Starting with the line that contains "indicate the forearm" and running through the end of the records, lay out each line as one string in a JSON list, skipping any blank lines.

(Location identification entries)
**********
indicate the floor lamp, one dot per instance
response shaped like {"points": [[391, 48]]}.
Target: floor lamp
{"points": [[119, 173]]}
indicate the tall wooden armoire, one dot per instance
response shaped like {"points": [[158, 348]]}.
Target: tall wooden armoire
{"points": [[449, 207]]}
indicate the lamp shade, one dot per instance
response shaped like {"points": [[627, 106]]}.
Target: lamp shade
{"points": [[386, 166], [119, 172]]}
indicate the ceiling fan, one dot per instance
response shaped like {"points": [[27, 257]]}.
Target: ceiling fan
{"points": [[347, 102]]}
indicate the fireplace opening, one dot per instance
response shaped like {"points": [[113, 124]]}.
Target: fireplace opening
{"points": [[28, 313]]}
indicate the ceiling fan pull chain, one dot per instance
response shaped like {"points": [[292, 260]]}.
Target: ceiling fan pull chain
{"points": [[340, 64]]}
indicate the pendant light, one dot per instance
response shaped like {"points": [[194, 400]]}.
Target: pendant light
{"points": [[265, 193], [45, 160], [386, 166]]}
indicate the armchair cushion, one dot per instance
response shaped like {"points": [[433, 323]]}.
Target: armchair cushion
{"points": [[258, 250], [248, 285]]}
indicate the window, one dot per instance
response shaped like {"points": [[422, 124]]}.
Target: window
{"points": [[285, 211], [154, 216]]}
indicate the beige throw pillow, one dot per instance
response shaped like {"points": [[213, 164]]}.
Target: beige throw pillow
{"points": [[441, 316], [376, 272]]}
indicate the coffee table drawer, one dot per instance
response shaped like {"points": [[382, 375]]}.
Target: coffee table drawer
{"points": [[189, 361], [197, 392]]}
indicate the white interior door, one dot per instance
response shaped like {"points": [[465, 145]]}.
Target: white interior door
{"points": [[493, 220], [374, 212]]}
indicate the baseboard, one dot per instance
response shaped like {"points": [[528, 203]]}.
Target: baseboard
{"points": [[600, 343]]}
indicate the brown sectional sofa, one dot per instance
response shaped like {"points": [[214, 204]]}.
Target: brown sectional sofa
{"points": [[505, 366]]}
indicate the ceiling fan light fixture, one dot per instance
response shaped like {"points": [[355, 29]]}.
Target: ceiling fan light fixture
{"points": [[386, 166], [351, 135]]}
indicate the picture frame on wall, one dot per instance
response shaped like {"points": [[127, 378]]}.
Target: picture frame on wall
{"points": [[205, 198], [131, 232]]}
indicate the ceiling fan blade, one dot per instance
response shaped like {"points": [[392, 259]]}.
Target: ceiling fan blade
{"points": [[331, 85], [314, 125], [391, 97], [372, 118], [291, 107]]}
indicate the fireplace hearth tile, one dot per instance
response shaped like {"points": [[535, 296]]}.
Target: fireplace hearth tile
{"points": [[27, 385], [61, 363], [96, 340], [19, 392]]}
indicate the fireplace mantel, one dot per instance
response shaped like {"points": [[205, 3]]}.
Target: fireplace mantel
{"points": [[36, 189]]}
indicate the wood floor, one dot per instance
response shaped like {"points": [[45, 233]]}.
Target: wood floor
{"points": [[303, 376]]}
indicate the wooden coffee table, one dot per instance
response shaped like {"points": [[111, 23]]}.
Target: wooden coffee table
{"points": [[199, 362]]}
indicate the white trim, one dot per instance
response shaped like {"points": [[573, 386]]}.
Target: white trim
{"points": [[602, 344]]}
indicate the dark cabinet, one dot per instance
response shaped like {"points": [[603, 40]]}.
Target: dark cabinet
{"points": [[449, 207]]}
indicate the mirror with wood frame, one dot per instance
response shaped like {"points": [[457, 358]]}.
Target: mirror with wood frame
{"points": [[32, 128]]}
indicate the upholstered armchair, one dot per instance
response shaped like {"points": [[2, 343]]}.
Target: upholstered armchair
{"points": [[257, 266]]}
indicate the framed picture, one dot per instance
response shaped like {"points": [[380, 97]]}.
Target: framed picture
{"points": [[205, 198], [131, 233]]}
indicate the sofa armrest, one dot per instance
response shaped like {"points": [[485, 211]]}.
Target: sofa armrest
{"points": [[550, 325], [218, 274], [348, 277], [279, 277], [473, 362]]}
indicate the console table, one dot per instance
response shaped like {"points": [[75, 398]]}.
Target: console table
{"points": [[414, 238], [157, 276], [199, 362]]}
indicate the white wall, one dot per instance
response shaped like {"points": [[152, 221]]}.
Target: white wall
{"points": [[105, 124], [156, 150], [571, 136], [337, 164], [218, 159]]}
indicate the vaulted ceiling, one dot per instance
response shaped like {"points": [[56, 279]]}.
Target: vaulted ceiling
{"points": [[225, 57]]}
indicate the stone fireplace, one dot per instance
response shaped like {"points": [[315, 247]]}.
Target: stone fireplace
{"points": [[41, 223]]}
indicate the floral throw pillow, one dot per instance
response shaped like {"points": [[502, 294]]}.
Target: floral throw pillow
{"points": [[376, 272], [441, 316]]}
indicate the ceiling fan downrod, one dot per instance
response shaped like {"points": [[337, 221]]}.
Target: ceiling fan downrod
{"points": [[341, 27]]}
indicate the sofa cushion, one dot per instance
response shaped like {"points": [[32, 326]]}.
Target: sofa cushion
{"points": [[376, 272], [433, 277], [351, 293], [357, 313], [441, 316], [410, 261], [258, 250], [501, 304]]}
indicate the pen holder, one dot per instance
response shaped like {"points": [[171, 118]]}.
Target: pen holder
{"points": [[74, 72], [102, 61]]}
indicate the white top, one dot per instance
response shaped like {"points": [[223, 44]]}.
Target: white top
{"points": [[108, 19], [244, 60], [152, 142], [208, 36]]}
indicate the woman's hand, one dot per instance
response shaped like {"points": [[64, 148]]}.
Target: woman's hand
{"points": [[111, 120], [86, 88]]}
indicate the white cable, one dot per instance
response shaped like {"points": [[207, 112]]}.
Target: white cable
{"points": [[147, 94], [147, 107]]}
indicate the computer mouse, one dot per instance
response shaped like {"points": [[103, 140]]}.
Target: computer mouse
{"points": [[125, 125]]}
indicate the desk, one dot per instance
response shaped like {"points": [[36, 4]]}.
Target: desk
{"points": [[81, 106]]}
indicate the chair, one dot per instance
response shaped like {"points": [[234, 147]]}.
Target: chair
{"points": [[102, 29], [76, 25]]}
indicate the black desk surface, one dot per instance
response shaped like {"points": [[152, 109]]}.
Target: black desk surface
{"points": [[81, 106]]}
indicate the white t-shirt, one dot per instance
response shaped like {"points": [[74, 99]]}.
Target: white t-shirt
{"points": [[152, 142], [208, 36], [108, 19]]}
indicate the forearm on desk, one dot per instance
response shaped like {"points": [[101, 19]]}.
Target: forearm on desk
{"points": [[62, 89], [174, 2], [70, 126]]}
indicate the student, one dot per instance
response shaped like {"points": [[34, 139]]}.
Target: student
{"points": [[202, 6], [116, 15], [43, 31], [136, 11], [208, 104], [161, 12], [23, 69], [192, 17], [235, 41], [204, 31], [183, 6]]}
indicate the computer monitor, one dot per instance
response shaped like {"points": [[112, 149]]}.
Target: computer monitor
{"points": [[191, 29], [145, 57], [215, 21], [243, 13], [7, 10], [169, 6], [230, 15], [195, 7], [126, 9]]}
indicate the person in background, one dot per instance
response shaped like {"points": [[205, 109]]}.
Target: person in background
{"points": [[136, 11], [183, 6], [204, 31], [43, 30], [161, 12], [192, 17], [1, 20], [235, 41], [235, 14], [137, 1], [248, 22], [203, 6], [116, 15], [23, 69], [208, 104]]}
**********
### ANSWER FOR THE TASK
[
  "indicate the forearm on desk, one dot per instance",
  "response shaped like {\"points\": [[101, 19]]}.",
  "Target: forearm on desk",
  "{\"points\": [[62, 89], [174, 2], [70, 126]]}",
  "indicate the student, one dot per instance",
  "response shaped like {\"points\": [[34, 139]]}.",
  "Target: student",
  "{\"points\": [[202, 6], [116, 15], [43, 31], [136, 11], [208, 104], [161, 12], [23, 69], [192, 17], [235, 41], [204, 31], [183, 6]]}",
  "indicate the computer monitor, one dot per instance",
  "response shaped like {\"points\": [[112, 149]]}.",
  "Target: computer monitor",
  "{\"points\": [[191, 29], [145, 57], [215, 21], [243, 13], [7, 10], [169, 6], [230, 15], [195, 7], [126, 9]]}",
  "indicate the person in background, one dot per instance",
  "response shaped like {\"points\": [[205, 109]]}.",
  "Target: person in background",
  "{\"points\": [[136, 11], [183, 6], [204, 31], [43, 30], [161, 12], [192, 17], [1, 20], [235, 41], [235, 14], [137, 1], [248, 22], [203, 6], [116, 15], [23, 69], [208, 104]]}"
]